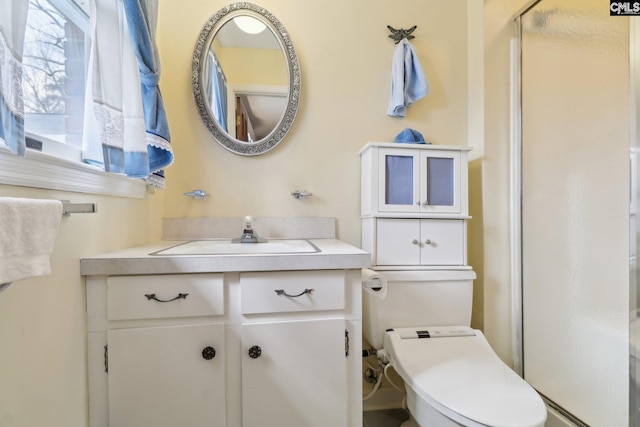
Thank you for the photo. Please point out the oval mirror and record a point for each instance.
(246, 78)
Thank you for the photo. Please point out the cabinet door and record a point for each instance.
(398, 242)
(399, 186)
(300, 377)
(160, 377)
(440, 182)
(442, 242)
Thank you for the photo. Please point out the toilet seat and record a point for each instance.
(461, 376)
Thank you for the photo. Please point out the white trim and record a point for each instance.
(516, 202)
(41, 170)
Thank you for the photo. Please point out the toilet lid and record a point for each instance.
(460, 375)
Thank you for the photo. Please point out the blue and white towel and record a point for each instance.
(408, 82)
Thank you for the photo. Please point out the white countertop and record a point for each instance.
(334, 254)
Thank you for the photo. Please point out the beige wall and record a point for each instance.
(42, 320)
(345, 56)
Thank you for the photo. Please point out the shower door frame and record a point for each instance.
(516, 213)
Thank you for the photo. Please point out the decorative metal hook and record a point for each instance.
(401, 33)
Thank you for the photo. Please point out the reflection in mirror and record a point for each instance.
(246, 79)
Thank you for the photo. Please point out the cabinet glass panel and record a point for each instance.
(399, 180)
(440, 181)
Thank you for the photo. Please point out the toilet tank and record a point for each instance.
(415, 299)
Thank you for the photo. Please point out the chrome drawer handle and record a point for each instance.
(282, 292)
(153, 297)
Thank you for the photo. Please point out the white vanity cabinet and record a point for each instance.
(414, 205)
(156, 348)
(425, 180)
(230, 349)
(296, 348)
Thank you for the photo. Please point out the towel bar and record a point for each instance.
(68, 208)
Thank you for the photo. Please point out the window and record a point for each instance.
(55, 63)
(56, 52)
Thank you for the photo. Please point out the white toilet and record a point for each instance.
(452, 376)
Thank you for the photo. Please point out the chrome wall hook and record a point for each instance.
(401, 33)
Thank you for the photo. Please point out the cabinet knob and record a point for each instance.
(208, 353)
(255, 352)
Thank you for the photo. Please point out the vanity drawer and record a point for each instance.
(164, 296)
(290, 291)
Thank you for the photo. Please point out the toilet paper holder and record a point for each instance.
(372, 284)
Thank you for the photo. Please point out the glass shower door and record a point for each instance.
(575, 208)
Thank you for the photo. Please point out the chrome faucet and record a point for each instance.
(248, 235)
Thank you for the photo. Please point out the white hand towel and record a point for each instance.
(28, 230)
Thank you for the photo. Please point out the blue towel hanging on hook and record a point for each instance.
(408, 82)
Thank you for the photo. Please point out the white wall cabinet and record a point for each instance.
(425, 242)
(424, 180)
(248, 349)
(415, 205)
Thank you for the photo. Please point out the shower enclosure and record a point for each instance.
(574, 158)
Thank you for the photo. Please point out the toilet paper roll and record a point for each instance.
(374, 283)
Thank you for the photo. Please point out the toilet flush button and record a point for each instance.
(441, 332)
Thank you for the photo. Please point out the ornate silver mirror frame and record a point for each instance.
(204, 44)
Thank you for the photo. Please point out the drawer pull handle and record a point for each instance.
(255, 352)
(282, 292)
(155, 298)
(208, 353)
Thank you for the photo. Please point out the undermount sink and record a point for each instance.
(226, 247)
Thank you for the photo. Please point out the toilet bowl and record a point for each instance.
(454, 378)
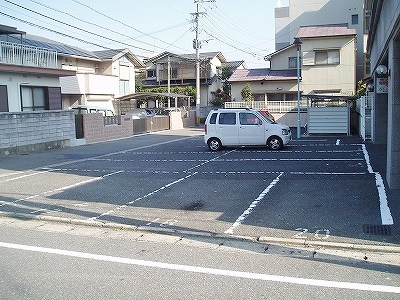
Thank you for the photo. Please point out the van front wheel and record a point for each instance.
(274, 143)
(214, 144)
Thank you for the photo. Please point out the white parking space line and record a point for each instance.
(386, 215)
(63, 188)
(208, 271)
(253, 205)
(141, 198)
(23, 176)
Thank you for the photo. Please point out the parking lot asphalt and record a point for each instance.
(317, 191)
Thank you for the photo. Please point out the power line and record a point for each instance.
(51, 30)
(118, 21)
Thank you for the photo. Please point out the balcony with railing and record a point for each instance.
(24, 55)
(272, 106)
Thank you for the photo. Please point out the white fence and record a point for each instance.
(272, 106)
(17, 54)
(364, 105)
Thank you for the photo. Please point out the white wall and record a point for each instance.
(14, 81)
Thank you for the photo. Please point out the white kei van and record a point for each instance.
(86, 109)
(243, 127)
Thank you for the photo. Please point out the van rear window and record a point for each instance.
(213, 118)
(227, 118)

- **Instructions for the task**: Please repeat each record exactly and keep every picture out of the copy.

- **Reply**:
Thank you for the photo. Please point out the oval mirror and record a point for each instance.
(246, 78)
Thank you for the photo. Please point out the cabinet door and record a point for each instance.
(398, 242)
(399, 186)
(300, 377)
(160, 377)
(440, 182)
(442, 242)
Thank you for the photo. Please point out the toilet seat and record a point for each instance.
(461, 376)
Thank you for the photo. Please point out the white trim and record a point for each instance.
(516, 202)
(41, 170)
Thank you for the photo. Please point out the toilet lid and record a point for each instance.
(460, 375)
Thank you for the photo. Please point out the blue and white towel and record a point for each instance.
(408, 82)
Thank you for the photo. Please point out the white countertop and record a point for each instance.
(334, 254)
Thank you for the photo. Please point out the beige wall and record a point for each instance.
(42, 320)
(345, 56)
Thank you for the photo. Please point out the shower door frame and record a point for each instance.
(516, 213)
Thank you for the photo. Please point out the decorative metal hook and record a point for each instance.
(401, 33)
Thank you for the photo. Please point out the reflection in mirror and record a point for each instance.
(246, 79)
Thank you for the photo. Please point out the cabinet glass panel and record a point for each instance.
(399, 180)
(440, 181)
Thank you for the photo. Please point out the toilet tank and record a point for each instance.
(415, 299)
Thank you for the photo. Please point out the chrome drawer handle and record a point for each instance.
(282, 292)
(153, 297)
Thank you for the photo. Please point out the white vanity cabinet and record a point for each instance.
(414, 205)
(156, 348)
(425, 180)
(230, 349)
(296, 348)
Thank you for the photo. Please point out the towel bar and record a point for each instance.
(68, 208)
Thank you for the photo. Please point out the window and record a point for each instance.
(55, 63)
(56, 52)
Thank you for the photo. Please point out the white toilet and record a point for each instance.
(452, 376)
Thank you for the photo. Please point out the chrome wall hook and record a point for each instance.
(401, 33)
Thank you for the photo. Please point out the cabinet knob and record a point for each instance.
(208, 353)
(255, 352)
Thank you for the photo. Please point out the vanity drawer and record a point for each instance.
(164, 296)
(290, 291)
Thank you for the photo. Please point out the toilet paper holder and record a point for each instance.
(372, 284)
Thank you for the photo. Please point out the glass shower door and record a point for each instance.
(575, 208)
Thank you for the photo. Please point out the chrome faucet and record a point for each instance.
(248, 235)
Thank you for the photo. Please point out the white hand towel and record a point for each instance.
(28, 230)
Thank you for the photo. Please point out the blue towel hanging on hook and record a point for each instance.
(408, 82)
Thank you for the photo. Please point out the white wall cabinet and record a point for each instance.
(425, 242)
(424, 180)
(248, 349)
(415, 205)
Thank you for the photo. Please point out the shower enclosure and record a point for each instance.
(574, 158)
Thank you for the photo. Please point out the toilet paper roll and record a point for each instance.
(374, 283)
Thank you for the photo. Please point out the toilet flush button and record a point for each instance.
(441, 332)
Thank you for the photo. Please point out the ornate silver mirror frame and record a point for each instance.
(204, 44)
Thank you for the photo. Please point out the drawer pull handle and record a point for each instance.
(255, 352)
(282, 292)
(155, 298)
(208, 353)
Thank you for the photo. Please point out the undermount sink and record a point for each instance.
(226, 247)
Thank you for the photo. Please point out the toilet bowl and record a point for each instance.
(454, 378)
Thank you for the photo. Please point out the van front wheel and record a point for each instance.
(274, 143)
(214, 144)
Thank you for the photo. Please point out the white parking space line and record a point for each instance.
(386, 215)
(63, 188)
(208, 271)
(253, 205)
(141, 198)
(23, 176)
Thank you for the photo. Please point out the parking lot asphalt and record a point for each instance.
(317, 191)
Thank you for the photo. Please point out the power line and record a point for each instance.
(51, 30)
(118, 21)
Thank you for the photo. Please point out the balcony with railing and record a point for each instance.
(24, 55)
(272, 106)
Thank you for the photo. Please point out the white fence and record a point for each instance.
(272, 106)
(17, 54)
(364, 105)
Thank you for the photo. Please point out the white wall and record a point for each instance.
(14, 81)
Thank you for the photo. Please point out the white kei van and record a point for each instance.
(86, 109)
(243, 127)
Thank you for the photo. Please point out the van rear window and record a point for each instance.
(213, 118)
(227, 118)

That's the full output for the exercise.